**EXERCISE GOAL:**
According to the article below about the type 1 diabetes comic book, which publishing company supported its development?

DiabetesT1 comic front cover
A comic book created by diabetes experts in Southampton and Portsmouth to help young patients' understanding of the condition has been recognised nationally for its success.
Based on the title of hit Marvel series Wolverine: Origins, the comic, Type 1: Origins, features the story of a young man, Gary, who comes to terms with his diagnosis and his “special powers” of shock, surprise, acceptance and understanding of how he will cope.
The innovation, which is the first diabetes-inspired comic and has been downloaded for free almost 6,000 times since its launch in October 2016, was named winner of the 'Diabetes Collaboration Initiative of the Year – Children, Young People and Emerging Adults' category at the Quality in Care (QiC) awards.
It was developed by Dr Mayank Patel, of University Hospital Southampton NHS Foundation Trust, and Dr Partha Kar, of Portsmouth Hospitals NHS Trust, in collaboration with patients and with the support of publishing company Revolve Comics.
Type 1: Origins has been backed by all UK diabetes charities and has been animated by Digibete UK, while funding has been secured to develop a comic sequel.
Type 1 diabetes, which usually develops before the age of 40 and affects around 400,000 people in the UK, occurs when the body is unable to produce insulin to regulate the level of sugar in the blood, known as blood glucose.
Too much glucose can lead to organ damage and, as there is currently no cure, patients are required to take insulin on a daily basis and make healthy lifestyle choices such as reducing sugar in their diets and not smoking.
“The idea was always for this comic book to put some of the challenges of living with type 1 diabetes out into the public domain in a way that has not been done before and I think it has achieved that,” said Dr Kar, who is based at the Queen Alexandra Hospital and is also associate national clinical director for diabetes for NHS England.
Despite accounting for around only 10% of the total number of people with the condition, type 1 diabetes is often confused with type 2, which is linked to obesity and more common in older people.
Dr Patel, who is based at Southampton General Hospital, said: “The hope was that the comic would provide another means of spreading the type 1 diabetes message through art and for the story to inform and educate anyone who reads it and the feedback we've received has been fantastic.
“We have also found for those readers who are newly-diagnosed, they feel more empowered to look after themselves if not already and understand it is possible to live a long, healthy life with type 1 diabetes.”
The QiC judging panel called the comic "a breath of fresh air" and added: "It is easily accessed and easy to use, being cost neutral. Very creative and innovative, covering new ways of presenting information making it very appealing to all ages."
Type 1: Origins is available at www.revolvecomics.com.

**AVAILABLE DATA:**

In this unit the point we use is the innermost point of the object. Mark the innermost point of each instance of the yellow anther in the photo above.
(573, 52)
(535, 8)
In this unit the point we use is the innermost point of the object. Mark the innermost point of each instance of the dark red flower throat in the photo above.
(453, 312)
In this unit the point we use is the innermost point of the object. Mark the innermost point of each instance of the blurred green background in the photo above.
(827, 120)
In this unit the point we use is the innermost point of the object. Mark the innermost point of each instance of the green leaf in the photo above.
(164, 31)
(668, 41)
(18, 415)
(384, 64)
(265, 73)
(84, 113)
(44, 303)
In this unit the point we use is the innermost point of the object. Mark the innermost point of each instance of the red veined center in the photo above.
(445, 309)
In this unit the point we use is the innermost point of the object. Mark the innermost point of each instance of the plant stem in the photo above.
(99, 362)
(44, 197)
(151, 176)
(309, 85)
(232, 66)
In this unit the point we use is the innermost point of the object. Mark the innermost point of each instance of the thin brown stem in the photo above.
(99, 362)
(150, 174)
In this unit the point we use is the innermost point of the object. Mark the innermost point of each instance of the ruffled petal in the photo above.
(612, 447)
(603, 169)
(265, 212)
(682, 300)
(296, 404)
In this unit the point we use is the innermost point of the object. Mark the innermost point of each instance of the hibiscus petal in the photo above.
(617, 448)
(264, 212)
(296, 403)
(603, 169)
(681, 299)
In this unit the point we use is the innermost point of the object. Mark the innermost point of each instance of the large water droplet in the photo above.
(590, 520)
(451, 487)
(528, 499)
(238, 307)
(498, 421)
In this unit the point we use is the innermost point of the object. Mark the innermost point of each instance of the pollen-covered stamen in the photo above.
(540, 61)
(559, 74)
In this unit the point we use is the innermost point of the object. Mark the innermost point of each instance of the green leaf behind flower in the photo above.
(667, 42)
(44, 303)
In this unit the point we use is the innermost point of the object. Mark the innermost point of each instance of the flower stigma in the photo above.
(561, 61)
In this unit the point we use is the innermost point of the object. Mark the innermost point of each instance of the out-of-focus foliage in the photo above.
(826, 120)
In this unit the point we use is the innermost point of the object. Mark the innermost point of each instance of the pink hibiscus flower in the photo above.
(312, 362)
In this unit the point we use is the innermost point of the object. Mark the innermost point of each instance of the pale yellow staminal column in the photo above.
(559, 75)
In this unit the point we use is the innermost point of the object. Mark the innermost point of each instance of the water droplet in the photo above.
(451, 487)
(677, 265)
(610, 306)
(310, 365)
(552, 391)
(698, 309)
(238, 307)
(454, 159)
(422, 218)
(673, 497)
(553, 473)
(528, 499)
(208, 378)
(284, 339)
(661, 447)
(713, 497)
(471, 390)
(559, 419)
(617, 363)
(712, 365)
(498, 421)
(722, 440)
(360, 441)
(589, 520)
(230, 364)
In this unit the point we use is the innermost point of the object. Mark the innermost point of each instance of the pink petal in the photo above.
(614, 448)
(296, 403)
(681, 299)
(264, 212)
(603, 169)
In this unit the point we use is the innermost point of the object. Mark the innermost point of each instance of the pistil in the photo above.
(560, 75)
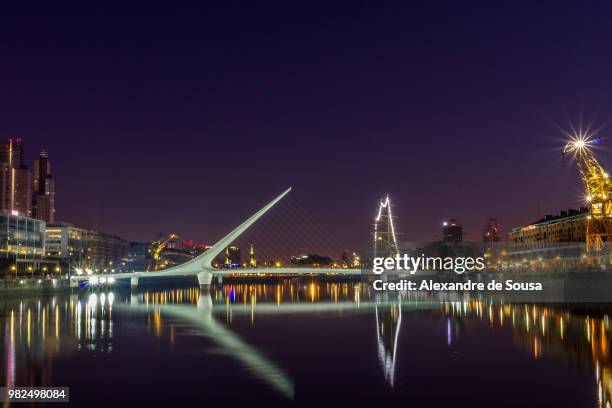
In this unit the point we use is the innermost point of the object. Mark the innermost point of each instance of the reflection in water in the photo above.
(388, 324)
(34, 332)
(37, 330)
(544, 330)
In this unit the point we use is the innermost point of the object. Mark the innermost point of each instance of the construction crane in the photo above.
(598, 190)
(156, 248)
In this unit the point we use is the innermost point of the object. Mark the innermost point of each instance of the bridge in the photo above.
(201, 265)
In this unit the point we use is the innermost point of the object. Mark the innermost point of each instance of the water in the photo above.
(305, 343)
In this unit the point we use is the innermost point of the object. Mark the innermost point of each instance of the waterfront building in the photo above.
(43, 200)
(22, 244)
(14, 178)
(567, 226)
(311, 260)
(492, 231)
(452, 231)
(135, 260)
(252, 260)
(79, 247)
(232, 257)
(557, 241)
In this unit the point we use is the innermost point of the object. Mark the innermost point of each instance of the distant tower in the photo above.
(232, 257)
(452, 231)
(385, 241)
(492, 231)
(14, 177)
(252, 260)
(43, 201)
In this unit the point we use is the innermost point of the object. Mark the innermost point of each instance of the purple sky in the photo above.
(189, 119)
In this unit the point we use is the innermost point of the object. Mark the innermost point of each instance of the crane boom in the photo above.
(598, 190)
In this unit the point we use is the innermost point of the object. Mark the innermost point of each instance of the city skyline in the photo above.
(157, 129)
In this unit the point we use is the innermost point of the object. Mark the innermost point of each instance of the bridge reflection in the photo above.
(550, 331)
(35, 332)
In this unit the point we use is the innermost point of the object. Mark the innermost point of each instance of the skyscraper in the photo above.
(252, 260)
(43, 201)
(15, 189)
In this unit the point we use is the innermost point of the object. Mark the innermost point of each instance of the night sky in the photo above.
(189, 119)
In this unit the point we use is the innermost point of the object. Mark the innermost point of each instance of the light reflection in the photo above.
(37, 330)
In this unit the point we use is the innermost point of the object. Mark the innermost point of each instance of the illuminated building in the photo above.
(452, 231)
(492, 231)
(385, 240)
(77, 247)
(232, 257)
(22, 243)
(14, 177)
(135, 260)
(252, 260)
(356, 260)
(311, 260)
(43, 200)
(567, 226)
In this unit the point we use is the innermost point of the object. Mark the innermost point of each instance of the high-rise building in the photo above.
(492, 231)
(252, 260)
(43, 200)
(15, 191)
(452, 231)
(22, 244)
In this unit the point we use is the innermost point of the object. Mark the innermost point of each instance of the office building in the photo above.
(452, 231)
(79, 247)
(492, 231)
(22, 244)
(15, 186)
(43, 198)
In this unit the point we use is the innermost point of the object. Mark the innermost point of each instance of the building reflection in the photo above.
(546, 331)
(36, 331)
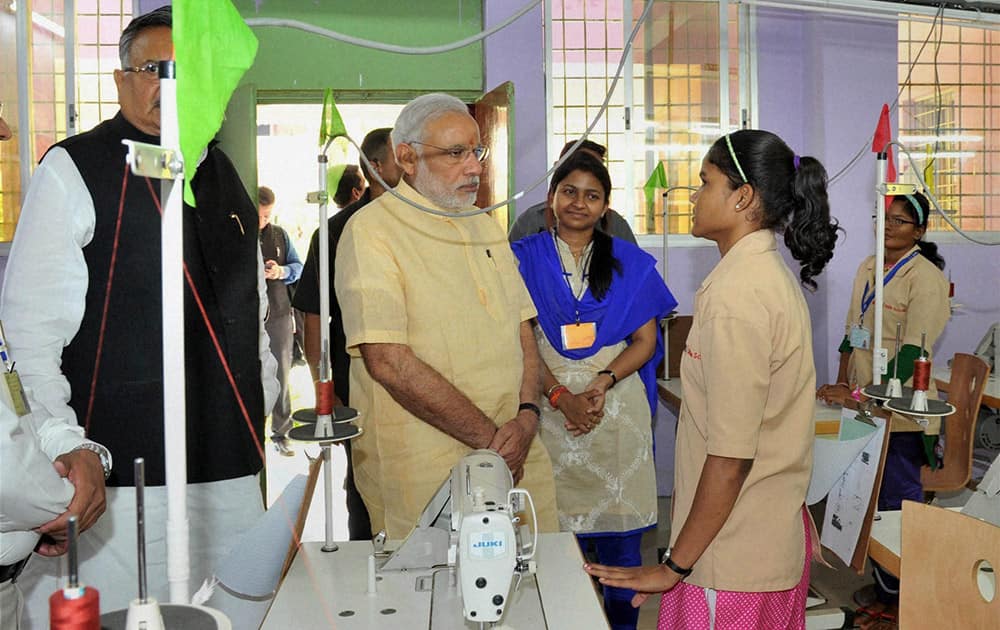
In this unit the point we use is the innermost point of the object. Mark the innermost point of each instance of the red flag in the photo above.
(883, 134)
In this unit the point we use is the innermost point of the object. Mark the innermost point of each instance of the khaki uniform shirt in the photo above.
(916, 297)
(748, 392)
(450, 290)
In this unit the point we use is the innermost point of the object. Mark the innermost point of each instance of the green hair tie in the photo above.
(732, 154)
(916, 205)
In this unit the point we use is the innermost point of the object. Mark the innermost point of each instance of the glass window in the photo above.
(949, 117)
(674, 112)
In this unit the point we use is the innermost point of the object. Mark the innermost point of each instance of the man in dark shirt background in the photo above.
(377, 147)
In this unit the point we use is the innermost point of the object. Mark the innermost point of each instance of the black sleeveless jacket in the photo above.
(220, 252)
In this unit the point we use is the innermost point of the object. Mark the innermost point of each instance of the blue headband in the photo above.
(732, 154)
(916, 206)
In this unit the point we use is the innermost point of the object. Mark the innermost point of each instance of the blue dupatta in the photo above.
(636, 295)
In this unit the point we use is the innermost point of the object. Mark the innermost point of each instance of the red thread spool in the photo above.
(324, 398)
(79, 613)
(921, 374)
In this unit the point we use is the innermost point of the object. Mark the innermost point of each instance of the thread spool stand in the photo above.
(145, 612)
(75, 607)
(330, 425)
(918, 406)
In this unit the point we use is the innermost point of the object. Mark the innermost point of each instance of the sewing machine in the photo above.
(470, 562)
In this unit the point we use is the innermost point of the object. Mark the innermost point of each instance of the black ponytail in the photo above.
(603, 263)
(793, 194)
(811, 234)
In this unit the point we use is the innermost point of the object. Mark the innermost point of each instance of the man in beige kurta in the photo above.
(435, 307)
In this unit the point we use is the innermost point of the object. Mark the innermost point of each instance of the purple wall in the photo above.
(822, 82)
(516, 54)
(821, 85)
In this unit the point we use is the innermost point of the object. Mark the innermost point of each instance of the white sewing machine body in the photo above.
(467, 564)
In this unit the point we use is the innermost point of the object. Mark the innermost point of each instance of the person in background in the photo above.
(350, 188)
(539, 218)
(740, 533)
(377, 147)
(38, 493)
(282, 267)
(915, 296)
(599, 299)
(57, 283)
(438, 314)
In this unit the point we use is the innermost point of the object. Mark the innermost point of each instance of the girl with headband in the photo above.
(916, 296)
(740, 533)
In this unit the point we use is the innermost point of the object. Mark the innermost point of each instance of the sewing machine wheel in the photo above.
(988, 431)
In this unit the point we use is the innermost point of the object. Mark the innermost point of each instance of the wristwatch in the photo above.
(102, 452)
(673, 566)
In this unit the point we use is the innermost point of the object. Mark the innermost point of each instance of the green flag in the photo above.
(214, 48)
(657, 179)
(332, 125)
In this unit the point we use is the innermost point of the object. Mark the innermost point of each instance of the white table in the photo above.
(325, 590)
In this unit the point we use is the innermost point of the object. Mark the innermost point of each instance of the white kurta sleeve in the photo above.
(44, 293)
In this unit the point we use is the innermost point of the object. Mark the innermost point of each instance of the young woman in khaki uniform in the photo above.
(740, 539)
(916, 297)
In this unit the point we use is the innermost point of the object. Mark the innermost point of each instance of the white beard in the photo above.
(428, 186)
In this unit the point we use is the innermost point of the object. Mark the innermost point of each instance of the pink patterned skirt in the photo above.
(685, 607)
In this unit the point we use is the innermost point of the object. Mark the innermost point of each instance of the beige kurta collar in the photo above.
(750, 245)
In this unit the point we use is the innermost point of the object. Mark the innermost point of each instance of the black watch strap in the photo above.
(673, 566)
(532, 407)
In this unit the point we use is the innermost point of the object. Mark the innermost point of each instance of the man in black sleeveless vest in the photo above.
(282, 267)
(71, 247)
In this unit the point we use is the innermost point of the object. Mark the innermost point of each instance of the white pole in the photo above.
(323, 422)
(666, 321)
(666, 226)
(69, 46)
(22, 35)
(174, 409)
(878, 352)
(324, 271)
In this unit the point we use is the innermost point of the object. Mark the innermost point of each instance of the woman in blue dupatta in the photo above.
(598, 300)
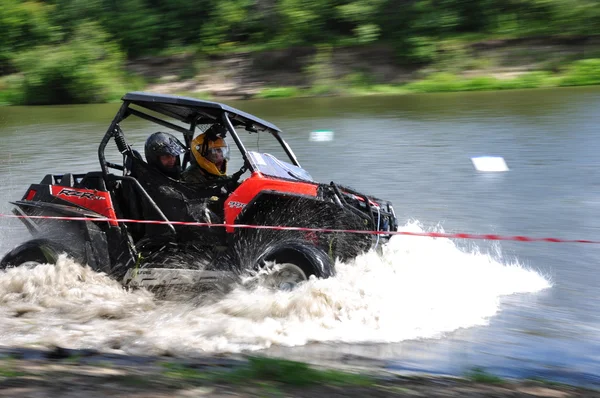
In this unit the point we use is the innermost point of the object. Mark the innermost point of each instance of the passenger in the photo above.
(162, 152)
(210, 156)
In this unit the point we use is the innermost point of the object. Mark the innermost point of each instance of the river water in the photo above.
(436, 305)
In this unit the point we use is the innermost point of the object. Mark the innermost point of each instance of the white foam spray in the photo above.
(418, 288)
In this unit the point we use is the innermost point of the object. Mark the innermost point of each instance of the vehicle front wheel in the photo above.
(32, 253)
(283, 276)
(284, 265)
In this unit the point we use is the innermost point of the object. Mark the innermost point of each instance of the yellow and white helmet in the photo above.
(211, 154)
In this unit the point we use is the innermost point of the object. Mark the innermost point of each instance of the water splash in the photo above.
(417, 288)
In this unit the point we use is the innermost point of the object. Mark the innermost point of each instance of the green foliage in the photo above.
(479, 375)
(22, 25)
(260, 370)
(292, 373)
(279, 92)
(582, 72)
(85, 69)
(55, 54)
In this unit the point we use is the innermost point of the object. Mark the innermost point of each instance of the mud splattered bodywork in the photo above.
(276, 193)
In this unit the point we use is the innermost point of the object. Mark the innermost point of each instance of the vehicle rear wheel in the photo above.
(284, 276)
(33, 253)
(284, 265)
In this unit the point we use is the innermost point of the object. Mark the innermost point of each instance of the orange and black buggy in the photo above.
(275, 192)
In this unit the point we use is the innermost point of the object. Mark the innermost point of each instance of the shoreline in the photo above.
(63, 372)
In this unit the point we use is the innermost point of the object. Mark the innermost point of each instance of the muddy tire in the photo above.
(284, 276)
(290, 263)
(33, 252)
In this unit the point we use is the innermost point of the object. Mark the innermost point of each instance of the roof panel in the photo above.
(186, 108)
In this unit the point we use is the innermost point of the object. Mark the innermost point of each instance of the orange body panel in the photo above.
(257, 183)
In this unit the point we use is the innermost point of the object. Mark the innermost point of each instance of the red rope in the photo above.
(284, 228)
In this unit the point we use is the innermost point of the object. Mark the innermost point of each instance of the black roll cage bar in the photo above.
(114, 131)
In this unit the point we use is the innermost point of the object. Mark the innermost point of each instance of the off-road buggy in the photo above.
(275, 193)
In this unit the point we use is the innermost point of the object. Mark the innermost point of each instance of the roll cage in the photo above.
(193, 113)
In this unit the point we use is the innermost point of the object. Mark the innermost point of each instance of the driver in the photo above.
(162, 152)
(210, 156)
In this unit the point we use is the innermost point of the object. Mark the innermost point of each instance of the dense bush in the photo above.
(88, 68)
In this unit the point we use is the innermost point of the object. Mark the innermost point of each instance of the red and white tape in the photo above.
(284, 228)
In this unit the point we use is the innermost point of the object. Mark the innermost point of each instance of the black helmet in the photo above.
(159, 144)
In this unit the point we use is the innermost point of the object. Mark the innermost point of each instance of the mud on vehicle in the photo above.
(276, 193)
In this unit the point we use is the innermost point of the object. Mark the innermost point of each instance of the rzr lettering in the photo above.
(79, 194)
(236, 205)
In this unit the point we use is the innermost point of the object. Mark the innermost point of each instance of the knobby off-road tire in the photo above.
(32, 253)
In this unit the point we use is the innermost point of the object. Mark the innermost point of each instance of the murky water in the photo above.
(425, 304)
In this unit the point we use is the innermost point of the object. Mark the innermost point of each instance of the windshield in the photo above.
(269, 165)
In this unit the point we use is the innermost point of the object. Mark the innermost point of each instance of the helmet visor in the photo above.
(218, 154)
(170, 147)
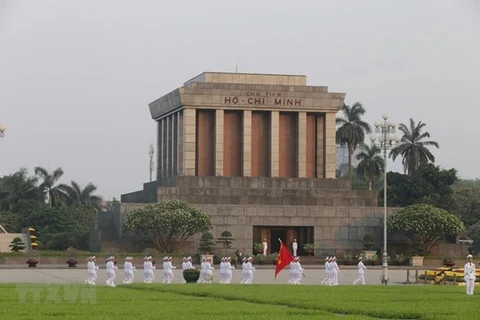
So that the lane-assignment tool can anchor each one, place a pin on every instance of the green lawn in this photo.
(215, 301)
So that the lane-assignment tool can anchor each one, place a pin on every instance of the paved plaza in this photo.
(261, 276)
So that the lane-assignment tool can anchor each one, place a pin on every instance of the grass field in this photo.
(195, 301)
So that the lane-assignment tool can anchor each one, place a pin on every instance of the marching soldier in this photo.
(469, 275)
(361, 272)
(229, 269)
(327, 271)
(244, 270)
(110, 266)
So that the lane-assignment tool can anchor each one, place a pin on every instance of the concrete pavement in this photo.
(313, 276)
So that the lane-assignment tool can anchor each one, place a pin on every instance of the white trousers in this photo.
(470, 285)
(361, 279)
(92, 276)
(110, 278)
(128, 277)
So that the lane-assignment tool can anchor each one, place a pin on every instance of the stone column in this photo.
(189, 125)
(302, 145)
(247, 144)
(219, 142)
(330, 146)
(274, 143)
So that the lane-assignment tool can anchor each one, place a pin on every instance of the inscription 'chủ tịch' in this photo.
(262, 98)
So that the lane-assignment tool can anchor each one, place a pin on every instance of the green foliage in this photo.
(412, 148)
(138, 301)
(473, 233)
(257, 246)
(348, 256)
(399, 258)
(351, 129)
(206, 243)
(308, 246)
(429, 184)
(368, 241)
(467, 204)
(17, 245)
(425, 223)
(371, 163)
(226, 239)
(166, 223)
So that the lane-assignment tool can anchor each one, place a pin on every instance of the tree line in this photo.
(61, 213)
(422, 182)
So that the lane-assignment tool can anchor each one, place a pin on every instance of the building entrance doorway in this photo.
(287, 234)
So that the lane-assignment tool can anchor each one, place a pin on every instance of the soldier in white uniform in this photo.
(295, 247)
(229, 269)
(208, 270)
(201, 279)
(91, 271)
(249, 269)
(170, 267)
(150, 268)
(189, 263)
(292, 271)
(128, 269)
(223, 273)
(110, 266)
(469, 275)
(146, 273)
(335, 270)
(327, 271)
(361, 272)
(184, 267)
(244, 270)
(299, 271)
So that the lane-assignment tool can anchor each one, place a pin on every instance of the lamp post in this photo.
(2, 130)
(386, 140)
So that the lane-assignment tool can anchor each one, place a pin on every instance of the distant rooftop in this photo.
(249, 78)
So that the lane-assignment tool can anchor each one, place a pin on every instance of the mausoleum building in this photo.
(257, 153)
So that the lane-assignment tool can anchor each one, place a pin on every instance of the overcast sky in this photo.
(76, 76)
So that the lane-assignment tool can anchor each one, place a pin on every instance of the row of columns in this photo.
(325, 133)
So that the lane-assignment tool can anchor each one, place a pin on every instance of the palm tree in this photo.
(413, 150)
(53, 193)
(371, 163)
(16, 188)
(351, 130)
(84, 197)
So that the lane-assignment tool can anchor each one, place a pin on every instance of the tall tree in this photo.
(371, 163)
(84, 197)
(351, 130)
(17, 188)
(413, 148)
(52, 191)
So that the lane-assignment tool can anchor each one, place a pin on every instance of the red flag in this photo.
(283, 260)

**OUTPUT BELOW:**
Revolve Comics